• [Problem]: Set down the material exactly, keeping every line whole.

• [Dataset content]:
══════════

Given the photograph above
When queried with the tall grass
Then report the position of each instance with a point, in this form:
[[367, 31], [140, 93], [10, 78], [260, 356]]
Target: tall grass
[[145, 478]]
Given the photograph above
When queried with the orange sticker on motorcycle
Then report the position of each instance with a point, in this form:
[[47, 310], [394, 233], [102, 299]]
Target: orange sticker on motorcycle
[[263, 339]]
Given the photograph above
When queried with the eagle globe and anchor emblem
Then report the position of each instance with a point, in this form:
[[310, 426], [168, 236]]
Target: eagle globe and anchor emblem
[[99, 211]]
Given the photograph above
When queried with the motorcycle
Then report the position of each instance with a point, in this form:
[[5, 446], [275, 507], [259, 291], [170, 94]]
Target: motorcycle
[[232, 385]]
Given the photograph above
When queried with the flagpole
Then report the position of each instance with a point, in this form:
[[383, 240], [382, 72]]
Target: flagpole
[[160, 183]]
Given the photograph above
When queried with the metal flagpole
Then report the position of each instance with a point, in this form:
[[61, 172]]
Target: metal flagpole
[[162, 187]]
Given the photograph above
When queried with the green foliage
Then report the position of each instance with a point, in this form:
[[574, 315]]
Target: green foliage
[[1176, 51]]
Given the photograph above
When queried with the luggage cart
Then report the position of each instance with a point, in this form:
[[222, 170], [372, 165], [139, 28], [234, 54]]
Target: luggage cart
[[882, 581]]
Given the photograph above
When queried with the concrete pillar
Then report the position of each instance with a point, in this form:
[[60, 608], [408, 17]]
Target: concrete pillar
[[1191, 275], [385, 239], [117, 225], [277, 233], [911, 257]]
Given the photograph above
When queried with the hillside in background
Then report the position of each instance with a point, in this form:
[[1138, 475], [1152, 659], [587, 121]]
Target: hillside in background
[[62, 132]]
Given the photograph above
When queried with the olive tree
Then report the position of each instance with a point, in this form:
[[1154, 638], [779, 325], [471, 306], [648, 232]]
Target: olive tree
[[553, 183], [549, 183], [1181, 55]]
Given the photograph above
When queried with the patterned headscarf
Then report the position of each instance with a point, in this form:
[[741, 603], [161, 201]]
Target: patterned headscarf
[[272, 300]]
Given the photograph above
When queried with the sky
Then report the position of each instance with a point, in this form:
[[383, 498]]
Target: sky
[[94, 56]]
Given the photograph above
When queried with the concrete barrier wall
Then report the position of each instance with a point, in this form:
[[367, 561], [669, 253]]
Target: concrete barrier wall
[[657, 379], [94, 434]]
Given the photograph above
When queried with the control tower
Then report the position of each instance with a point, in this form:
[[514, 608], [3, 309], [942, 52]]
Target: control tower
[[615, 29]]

══════════

• [Exercise solution]:
Given the photograph above
When queried with the tall grass
Then report the position of each instance with a point, in this form:
[[367, 31], [140, 93], [10, 78], [260, 356]]
Target: tall grass
[[145, 478]]
Given the photograph above
When queried with the orange sticker on motorcycle
Then report the position of each instance with a point, in this form:
[[47, 310], [394, 233], [102, 299]]
Target: orange sticker on motorcycle
[[263, 339]]
Given the photograph above
When queried with the eagle globe and anchor emblem
Then report the position of each instance with a point, in this form:
[[310, 426], [168, 236]]
Target: eagle globe and anchor emblem
[[99, 211]]
Given the photograph above
When queried with the motorcycle
Then report the position of each instance with a point, in this form:
[[5, 446], [275, 507], [259, 291], [170, 94]]
Target: motorcycle
[[232, 385]]
Given the photograph above
When queried with the flagpole
Then report the position of each instance with a point, in this form:
[[383, 240], [382, 72]]
Target: flagpole
[[160, 183]]
Given the photograph above
When queried with the metal flagpole
Then report the position of each instance with a point, in this form:
[[61, 172]]
Target: metal flagpole
[[162, 187]]
Given the photograph above
When queried with the green foliage
Then report the position of each instance with a point, in this form:
[[574, 315]]
Target: green foliage
[[1176, 51]]
Given the photograph above
When queried with the luggage cart
Then report the position of each instance with a point, in this form:
[[222, 170], [372, 165], [139, 28], [234, 54]]
Target: luggage cart
[[882, 581]]
Given the photograph above
When queried with the concrete pillar
Then report the position of each instance with a point, in this form:
[[60, 608], [408, 17]]
Target: concrete pillar
[[1191, 275], [385, 239], [117, 225], [277, 233], [911, 257]]
Given the photograph above
When queried with the hillside in background
Then report the position of each instance with a point, in this form:
[[1138, 475], [1152, 659], [587, 121]]
Target: hillside in background
[[62, 132]]
Given the photograph above
When queried with the olive tree
Then report the position of each instance with a point, in this form:
[[1154, 638], [779, 325], [471, 306], [648, 232]]
Target: olive tree
[[553, 183], [549, 183], [1181, 55]]
Given the photograph above
When queried with the patterned headscarf
Then report the position of each instance with a point, in this form:
[[741, 603], [161, 201]]
Target: patterned headscarf
[[272, 300]]
Given the photograph above
When queried with the sky
Then report the position of each instance with a point, in this form:
[[383, 498]]
Target: sky
[[94, 56]]
Given the photograph above
When queried with the concrete barrier wall
Then report the position of each instance with a point, in this form:
[[367, 561], [669, 253]]
Target: concrete barrier wall
[[657, 379], [94, 434]]
Given the photograph above
When queried with the control tower
Then report the position of each instance with a point, in this form:
[[514, 608], [3, 309], [942, 52]]
Target: control tower
[[615, 29]]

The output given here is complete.